→ THE REQUEST:
Render the rows from the line holding "Practice. Annotate every instance of the bathroom" through the end of the rows, both included, as a Markdown table with a Number column and a Line column, one line per table row and blank lines left out. Leave the pictures out of the answer.

→ GIVEN ENTRIES:
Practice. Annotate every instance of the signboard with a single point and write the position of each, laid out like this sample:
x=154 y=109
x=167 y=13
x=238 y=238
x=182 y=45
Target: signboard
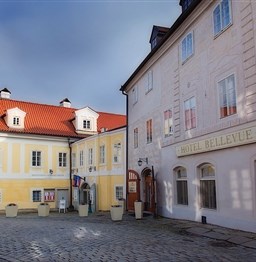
x=242 y=137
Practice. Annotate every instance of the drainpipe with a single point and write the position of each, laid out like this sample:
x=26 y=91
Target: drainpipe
x=126 y=161
x=71 y=207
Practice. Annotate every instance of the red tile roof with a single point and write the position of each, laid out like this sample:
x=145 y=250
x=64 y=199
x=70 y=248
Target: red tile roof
x=52 y=120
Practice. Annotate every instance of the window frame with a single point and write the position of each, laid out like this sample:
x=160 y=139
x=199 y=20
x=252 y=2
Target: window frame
x=228 y=110
x=222 y=27
x=62 y=159
x=149 y=131
x=192 y=119
x=168 y=123
x=37 y=162
x=188 y=53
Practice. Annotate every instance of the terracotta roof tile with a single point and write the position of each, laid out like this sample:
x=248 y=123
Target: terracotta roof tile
x=53 y=120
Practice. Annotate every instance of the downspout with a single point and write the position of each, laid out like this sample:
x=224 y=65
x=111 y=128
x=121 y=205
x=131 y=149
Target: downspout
x=71 y=207
x=126 y=161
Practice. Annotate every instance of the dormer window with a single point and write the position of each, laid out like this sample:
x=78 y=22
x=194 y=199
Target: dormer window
x=87 y=124
x=16 y=121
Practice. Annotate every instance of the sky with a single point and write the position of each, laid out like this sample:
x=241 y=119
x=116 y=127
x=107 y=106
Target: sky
x=83 y=50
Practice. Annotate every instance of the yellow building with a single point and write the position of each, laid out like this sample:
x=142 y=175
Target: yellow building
x=35 y=150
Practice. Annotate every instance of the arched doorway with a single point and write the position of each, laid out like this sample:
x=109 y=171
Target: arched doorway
x=149 y=189
x=133 y=186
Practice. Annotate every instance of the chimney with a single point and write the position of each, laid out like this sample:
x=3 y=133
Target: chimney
x=5 y=93
x=65 y=103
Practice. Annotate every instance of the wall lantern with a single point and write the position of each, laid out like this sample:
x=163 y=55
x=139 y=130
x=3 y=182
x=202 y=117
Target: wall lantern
x=141 y=160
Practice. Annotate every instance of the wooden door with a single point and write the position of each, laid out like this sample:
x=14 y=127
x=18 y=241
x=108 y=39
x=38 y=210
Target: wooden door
x=133 y=186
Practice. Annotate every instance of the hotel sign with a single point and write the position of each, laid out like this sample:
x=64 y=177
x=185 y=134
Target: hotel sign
x=242 y=137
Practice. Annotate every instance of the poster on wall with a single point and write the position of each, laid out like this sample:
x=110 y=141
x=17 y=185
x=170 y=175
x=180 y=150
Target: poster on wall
x=132 y=187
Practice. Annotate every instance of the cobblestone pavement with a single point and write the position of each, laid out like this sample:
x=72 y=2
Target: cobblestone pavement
x=68 y=237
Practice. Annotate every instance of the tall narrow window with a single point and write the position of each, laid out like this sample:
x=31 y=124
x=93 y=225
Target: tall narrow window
x=222 y=16
x=149 y=81
x=36 y=158
x=190 y=113
x=102 y=154
x=81 y=158
x=227 y=96
x=181 y=186
x=207 y=187
x=149 y=131
x=117 y=153
x=168 y=123
x=90 y=156
x=62 y=159
x=187 y=47
x=135 y=94
x=73 y=160
x=136 y=137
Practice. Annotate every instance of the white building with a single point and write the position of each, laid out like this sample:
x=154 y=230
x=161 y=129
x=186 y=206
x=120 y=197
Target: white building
x=191 y=117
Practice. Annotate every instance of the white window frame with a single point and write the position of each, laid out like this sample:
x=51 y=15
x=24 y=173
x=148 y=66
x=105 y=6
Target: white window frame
x=62 y=159
x=168 y=123
x=117 y=196
x=149 y=131
x=148 y=81
x=223 y=26
x=135 y=94
x=181 y=176
x=102 y=154
x=187 y=47
x=32 y=196
x=117 y=152
x=203 y=178
x=81 y=158
x=38 y=158
x=224 y=88
x=190 y=105
x=136 y=137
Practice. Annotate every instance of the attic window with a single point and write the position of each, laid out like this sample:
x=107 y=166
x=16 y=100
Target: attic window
x=16 y=121
x=87 y=124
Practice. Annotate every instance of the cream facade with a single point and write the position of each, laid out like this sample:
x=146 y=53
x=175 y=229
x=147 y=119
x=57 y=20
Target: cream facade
x=191 y=113
x=99 y=162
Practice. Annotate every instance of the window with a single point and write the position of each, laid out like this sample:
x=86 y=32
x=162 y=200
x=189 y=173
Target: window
x=81 y=157
x=73 y=159
x=102 y=154
x=49 y=195
x=222 y=16
x=207 y=187
x=117 y=153
x=149 y=81
x=16 y=121
x=227 y=96
x=187 y=48
x=181 y=186
x=135 y=95
x=36 y=195
x=90 y=158
x=119 y=192
x=149 y=131
x=190 y=113
x=87 y=124
x=62 y=159
x=136 y=137
x=36 y=158
x=168 y=123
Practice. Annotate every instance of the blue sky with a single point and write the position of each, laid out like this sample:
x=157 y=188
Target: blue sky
x=79 y=49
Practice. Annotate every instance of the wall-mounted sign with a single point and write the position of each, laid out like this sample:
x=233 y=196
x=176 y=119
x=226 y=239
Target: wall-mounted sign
x=242 y=137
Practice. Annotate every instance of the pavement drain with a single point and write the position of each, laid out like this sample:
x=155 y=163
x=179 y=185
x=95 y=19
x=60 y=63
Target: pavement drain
x=221 y=244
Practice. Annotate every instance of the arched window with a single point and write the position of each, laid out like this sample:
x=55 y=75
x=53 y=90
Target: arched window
x=207 y=186
x=181 y=185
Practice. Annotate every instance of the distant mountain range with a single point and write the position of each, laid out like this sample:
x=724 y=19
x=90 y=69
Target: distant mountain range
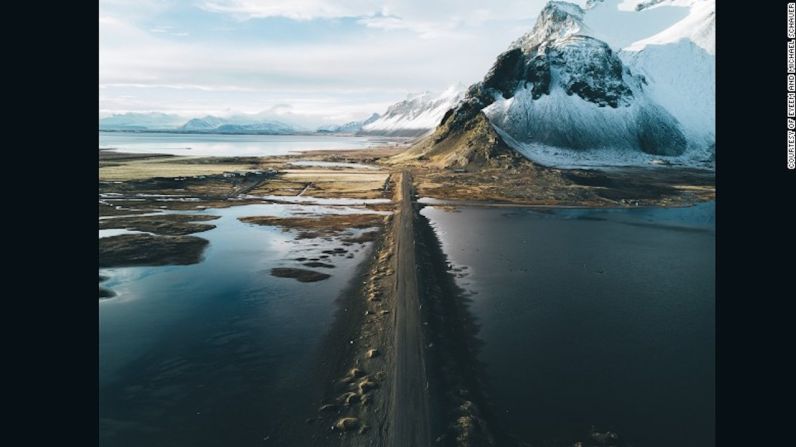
x=416 y=115
x=141 y=121
x=351 y=127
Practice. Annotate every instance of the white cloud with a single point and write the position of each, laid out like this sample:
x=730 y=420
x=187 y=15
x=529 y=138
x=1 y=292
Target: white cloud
x=391 y=49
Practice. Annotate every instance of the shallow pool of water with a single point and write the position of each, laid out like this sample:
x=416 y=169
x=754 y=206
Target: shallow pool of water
x=220 y=352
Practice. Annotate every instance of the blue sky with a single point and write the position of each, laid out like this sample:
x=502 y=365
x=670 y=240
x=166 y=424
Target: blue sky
x=307 y=61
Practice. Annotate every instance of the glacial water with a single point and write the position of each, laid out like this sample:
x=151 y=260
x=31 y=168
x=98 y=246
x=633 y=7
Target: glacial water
x=219 y=352
x=590 y=317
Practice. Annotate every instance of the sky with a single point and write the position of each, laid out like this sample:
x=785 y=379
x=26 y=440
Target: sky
x=308 y=62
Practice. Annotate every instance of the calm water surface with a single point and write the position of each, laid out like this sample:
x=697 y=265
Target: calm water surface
x=592 y=317
x=220 y=352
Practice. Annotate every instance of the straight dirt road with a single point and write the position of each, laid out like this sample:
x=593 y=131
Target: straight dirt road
x=410 y=402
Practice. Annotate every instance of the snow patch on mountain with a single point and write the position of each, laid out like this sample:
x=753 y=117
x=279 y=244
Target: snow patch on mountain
x=350 y=127
x=679 y=65
x=237 y=125
x=698 y=27
x=416 y=115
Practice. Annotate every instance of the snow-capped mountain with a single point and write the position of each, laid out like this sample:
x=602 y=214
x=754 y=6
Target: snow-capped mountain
x=206 y=123
x=214 y=124
x=679 y=64
x=350 y=127
x=141 y=121
x=561 y=95
x=416 y=115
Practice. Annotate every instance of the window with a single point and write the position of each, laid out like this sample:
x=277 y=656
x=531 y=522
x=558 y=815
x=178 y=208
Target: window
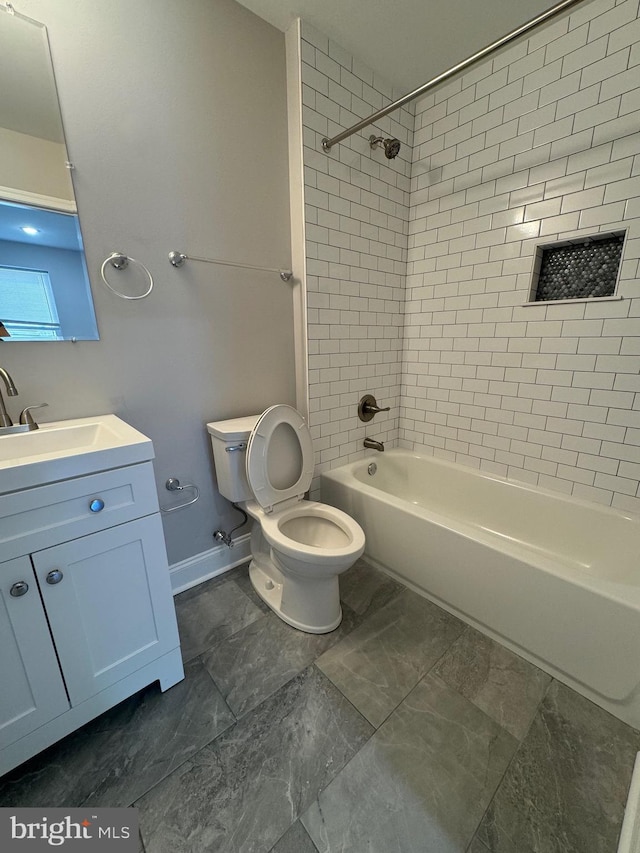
x=27 y=305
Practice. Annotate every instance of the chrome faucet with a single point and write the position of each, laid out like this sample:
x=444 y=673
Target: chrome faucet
x=26 y=422
x=12 y=391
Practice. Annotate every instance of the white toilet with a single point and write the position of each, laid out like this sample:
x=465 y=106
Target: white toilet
x=298 y=547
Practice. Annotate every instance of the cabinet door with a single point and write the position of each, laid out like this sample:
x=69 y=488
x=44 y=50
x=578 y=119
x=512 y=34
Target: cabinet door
x=31 y=687
x=109 y=603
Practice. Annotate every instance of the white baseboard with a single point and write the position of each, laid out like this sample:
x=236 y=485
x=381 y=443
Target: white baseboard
x=209 y=564
x=630 y=834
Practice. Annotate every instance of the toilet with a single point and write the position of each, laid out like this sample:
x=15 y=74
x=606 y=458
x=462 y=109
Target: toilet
x=298 y=547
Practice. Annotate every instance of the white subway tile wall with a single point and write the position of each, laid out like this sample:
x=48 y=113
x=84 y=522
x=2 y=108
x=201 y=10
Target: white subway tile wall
x=419 y=268
x=538 y=143
x=357 y=223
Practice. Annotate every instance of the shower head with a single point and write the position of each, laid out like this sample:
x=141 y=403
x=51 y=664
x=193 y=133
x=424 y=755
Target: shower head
x=391 y=146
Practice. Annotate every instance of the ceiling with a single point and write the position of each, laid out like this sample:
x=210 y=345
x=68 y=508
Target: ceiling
x=406 y=41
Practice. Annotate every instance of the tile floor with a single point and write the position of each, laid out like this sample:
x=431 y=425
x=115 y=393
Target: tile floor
x=403 y=731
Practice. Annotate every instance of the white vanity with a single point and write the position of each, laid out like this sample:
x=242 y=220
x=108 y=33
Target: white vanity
x=86 y=611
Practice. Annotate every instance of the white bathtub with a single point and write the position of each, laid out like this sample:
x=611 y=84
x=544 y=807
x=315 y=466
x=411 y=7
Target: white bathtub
x=554 y=578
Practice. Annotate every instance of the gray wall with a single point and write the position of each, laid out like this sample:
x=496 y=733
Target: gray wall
x=175 y=116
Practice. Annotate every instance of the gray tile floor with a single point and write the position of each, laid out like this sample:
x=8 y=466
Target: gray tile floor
x=403 y=731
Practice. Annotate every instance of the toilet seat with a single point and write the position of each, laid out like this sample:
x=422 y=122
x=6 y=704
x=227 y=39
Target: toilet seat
x=279 y=459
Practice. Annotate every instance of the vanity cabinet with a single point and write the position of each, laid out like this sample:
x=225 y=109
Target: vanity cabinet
x=86 y=611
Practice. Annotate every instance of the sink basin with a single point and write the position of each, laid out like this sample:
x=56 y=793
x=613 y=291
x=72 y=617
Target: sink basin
x=64 y=449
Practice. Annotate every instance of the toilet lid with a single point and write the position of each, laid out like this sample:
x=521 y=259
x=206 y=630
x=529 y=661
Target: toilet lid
x=279 y=457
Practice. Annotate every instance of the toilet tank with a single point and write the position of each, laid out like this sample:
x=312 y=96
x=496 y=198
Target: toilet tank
x=229 y=441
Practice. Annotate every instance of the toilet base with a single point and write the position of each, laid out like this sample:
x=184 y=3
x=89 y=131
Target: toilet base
x=269 y=583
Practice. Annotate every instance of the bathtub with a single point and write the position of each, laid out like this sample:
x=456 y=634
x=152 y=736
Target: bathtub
x=555 y=579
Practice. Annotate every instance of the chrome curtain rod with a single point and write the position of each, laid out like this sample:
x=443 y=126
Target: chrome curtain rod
x=177 y=259
x=327 y=143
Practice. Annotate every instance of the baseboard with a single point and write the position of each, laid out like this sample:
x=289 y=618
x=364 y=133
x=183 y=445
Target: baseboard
x=209 y=564
x=630 y=835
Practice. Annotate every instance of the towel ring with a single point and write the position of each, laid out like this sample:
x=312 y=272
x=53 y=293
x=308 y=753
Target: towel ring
x=119 y=261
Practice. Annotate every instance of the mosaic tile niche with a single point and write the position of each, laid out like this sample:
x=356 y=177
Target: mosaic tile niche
x=584 y=270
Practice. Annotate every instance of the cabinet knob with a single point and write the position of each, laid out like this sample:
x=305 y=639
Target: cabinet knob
x=19 y=588
x=54 y=576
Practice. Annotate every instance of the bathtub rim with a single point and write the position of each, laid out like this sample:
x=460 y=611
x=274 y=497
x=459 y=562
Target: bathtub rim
x=624 y=593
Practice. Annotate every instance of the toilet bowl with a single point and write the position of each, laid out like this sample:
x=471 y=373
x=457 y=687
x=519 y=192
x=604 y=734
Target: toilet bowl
x=298 y=547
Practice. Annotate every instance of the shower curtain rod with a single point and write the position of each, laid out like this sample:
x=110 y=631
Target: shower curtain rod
x=327 y=143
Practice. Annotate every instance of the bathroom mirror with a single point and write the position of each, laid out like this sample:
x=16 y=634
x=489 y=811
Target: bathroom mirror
x=44 y=285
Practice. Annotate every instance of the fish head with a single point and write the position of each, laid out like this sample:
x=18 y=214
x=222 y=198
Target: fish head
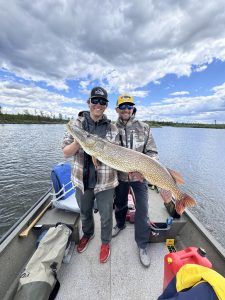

→ PROBLEM SOLUTION:
| Number | Line |
|---|---|
| 1 | Practice. Annotate every instance of the bathroom mirror with a single point and write the position of each, laid out like this sample: |
| 2 | x=16 y=634 |
| 3 | x=489 y=811 |
| 4 | Target: bathroom mirror |
| 5 | x=44 y=285 |
| 6 | Practice. Annotate every instance of the fish head with a single point and write the position of each, laid out like this sample: |
| 7 | x=18 y=214 |
| 8 | x=222 y=198 |
| 9 | Target: fish head |